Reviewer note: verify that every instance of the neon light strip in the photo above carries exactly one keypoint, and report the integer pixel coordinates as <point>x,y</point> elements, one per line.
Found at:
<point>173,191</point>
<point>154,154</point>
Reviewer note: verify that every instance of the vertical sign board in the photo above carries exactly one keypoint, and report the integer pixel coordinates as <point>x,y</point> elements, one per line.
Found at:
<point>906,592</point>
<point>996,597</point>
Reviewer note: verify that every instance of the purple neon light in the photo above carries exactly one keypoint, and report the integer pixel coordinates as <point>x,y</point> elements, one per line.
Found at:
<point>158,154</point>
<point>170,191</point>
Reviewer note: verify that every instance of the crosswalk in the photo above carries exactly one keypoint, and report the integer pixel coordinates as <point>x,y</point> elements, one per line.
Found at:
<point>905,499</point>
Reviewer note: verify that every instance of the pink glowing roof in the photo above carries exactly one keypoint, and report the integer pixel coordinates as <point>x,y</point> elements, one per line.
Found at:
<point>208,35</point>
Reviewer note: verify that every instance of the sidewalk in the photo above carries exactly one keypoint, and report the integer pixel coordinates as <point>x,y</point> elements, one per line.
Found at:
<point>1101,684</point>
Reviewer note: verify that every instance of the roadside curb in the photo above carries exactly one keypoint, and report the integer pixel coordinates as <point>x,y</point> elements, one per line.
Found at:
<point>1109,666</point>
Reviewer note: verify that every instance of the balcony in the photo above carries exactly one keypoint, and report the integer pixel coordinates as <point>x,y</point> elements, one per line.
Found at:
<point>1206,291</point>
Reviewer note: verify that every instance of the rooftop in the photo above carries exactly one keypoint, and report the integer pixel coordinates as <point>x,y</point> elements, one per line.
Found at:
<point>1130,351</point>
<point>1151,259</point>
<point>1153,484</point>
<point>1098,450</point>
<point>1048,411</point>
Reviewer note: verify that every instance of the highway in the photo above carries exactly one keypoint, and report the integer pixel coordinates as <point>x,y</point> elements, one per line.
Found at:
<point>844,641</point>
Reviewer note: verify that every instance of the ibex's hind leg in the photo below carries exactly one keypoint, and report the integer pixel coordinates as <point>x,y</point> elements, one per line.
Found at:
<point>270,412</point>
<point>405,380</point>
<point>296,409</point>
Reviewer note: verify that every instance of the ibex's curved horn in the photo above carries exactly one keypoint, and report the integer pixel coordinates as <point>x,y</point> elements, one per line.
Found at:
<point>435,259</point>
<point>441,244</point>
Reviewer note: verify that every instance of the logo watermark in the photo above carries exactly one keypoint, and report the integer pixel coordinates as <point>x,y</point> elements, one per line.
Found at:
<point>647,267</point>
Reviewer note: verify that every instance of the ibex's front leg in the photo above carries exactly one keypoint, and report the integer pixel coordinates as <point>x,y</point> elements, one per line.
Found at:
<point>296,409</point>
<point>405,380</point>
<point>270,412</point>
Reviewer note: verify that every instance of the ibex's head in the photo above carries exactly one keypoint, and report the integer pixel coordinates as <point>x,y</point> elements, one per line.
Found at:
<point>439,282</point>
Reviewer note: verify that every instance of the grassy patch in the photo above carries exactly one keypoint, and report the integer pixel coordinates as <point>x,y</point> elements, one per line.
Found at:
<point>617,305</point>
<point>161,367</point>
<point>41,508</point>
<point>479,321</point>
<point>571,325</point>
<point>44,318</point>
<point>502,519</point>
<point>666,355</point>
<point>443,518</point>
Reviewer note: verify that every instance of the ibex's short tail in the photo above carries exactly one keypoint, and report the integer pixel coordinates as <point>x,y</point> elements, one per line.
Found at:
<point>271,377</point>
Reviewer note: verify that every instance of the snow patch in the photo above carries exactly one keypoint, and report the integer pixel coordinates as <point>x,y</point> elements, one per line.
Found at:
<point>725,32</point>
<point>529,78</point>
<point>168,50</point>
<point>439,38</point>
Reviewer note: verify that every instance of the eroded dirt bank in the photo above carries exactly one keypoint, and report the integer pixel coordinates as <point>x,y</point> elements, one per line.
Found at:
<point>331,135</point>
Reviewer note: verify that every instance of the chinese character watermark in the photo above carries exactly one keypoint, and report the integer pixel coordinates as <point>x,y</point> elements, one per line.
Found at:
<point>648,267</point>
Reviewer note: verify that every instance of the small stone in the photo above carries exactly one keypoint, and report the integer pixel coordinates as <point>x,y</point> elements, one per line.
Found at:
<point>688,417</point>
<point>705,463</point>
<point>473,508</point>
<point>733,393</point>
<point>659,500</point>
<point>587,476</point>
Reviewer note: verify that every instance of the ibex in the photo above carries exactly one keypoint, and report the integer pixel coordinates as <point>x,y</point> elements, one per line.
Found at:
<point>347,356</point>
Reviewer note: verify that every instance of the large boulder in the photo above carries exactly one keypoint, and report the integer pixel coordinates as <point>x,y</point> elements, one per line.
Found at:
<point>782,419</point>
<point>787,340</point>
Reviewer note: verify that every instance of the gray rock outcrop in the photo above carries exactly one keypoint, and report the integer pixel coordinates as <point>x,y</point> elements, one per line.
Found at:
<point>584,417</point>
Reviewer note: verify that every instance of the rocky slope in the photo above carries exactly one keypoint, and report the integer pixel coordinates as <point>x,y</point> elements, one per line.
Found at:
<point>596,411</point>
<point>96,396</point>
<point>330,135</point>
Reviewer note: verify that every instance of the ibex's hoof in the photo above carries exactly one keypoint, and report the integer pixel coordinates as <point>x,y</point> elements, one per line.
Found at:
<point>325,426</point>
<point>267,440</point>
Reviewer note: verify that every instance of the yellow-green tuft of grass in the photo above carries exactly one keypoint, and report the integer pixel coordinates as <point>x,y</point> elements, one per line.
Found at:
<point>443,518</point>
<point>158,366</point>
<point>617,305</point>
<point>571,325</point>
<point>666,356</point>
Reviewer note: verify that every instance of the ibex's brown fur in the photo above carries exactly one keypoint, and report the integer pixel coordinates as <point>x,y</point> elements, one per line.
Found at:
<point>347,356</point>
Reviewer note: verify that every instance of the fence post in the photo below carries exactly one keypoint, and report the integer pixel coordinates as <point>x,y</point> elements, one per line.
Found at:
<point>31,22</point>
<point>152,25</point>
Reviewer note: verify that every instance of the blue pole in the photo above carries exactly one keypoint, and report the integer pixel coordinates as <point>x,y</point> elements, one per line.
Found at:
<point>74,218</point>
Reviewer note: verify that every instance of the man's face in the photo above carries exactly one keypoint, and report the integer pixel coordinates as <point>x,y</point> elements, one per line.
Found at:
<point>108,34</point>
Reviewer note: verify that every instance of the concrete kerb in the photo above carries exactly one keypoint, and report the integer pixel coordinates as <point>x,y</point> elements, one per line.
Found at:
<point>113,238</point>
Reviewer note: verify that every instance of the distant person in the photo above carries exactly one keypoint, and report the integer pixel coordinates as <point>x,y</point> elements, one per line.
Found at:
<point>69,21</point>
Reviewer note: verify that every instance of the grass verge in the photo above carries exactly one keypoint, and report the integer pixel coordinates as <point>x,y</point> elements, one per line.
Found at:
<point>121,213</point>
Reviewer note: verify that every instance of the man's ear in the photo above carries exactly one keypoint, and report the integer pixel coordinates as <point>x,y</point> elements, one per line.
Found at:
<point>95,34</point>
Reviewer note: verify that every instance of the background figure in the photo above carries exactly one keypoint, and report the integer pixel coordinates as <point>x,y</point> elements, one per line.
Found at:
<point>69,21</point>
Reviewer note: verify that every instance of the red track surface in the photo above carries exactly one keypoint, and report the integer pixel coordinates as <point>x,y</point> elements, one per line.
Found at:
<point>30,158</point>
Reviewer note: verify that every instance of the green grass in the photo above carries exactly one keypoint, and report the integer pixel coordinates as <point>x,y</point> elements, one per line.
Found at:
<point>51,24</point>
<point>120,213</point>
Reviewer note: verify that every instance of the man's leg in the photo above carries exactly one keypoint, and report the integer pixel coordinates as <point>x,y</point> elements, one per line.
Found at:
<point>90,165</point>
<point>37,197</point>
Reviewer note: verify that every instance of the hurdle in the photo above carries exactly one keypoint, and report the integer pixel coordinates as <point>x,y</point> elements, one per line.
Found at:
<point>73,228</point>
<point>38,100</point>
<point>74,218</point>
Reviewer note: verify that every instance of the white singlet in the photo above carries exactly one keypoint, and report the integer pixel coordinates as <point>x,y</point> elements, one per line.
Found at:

- Written request:
Format the lines of the items above, from the first line up to and including the line with "<point>905,499</point>", as a Markdown table with the columns Row and Line. Number each line in Row, and leave out any blank lines.

- Result for this task:
| Row | Line |
|---|---|
| 1 | Reviewer note: verify that every instance of the neon light strip in the photo above carries exactly one keypoint, and report the integer pixel coordinates as <point>x,y</point> elements, one per line. |
| 2 | Found at: |
| 3 | <point>173,191</point> |
| 4 | <point>154,154</point> |
| 5 | Reviewer note: verify that every instance of the vertical sign board in the photo above carries exactly one keypoint, and report the integer pixel coordinates as <point>x,y</point> elements, one per line. |
| 6 | Found at: |
| 7 | <point>906,592</point> |
| 8 | <point>996,597</point> |
| 9 | Reviewer note: verify that every instance of the purple neon light in the photo above carries exactly one keypoint, and report the integer pixel coordinates as <point>x,y</point> elements, one per line. |
| 10 | Found at: |
| 11 | <point>158,154</point> |
| 12 | <point>170,191</point> |
| 13 | Reviewer note: verify that every instance of the crosswalk in the photo above carries exactly one keypoint, and report the integer pixel coordinates as <point>x,y</point> elements, one per line. |
| 14 | Found at: |
| 15 | <point>905,499</point> |